■ The task
Please retype every line of the data below word for word, leaving the pictures out.

Raw records:
--- start ---

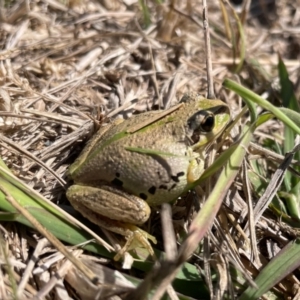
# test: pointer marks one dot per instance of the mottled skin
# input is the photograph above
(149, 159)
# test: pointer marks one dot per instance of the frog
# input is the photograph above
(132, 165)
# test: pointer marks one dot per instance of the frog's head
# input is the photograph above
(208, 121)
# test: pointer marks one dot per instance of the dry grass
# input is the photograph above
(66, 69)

--- end ---

■ Final answer
# test: pointer marks one dot per instance of the mottled skin
# input is the photograph above
(149, 159)
# test: pointer marks one dot per instance of the frog
# input is the photograph above
(132, 165)
# test: pointer marks one dot per instance of the frog's head
# input is the photograph above
(208, 121)
# test: pointer marks one dot per instance of the dry grass
# input is the photograph above
(66, 69)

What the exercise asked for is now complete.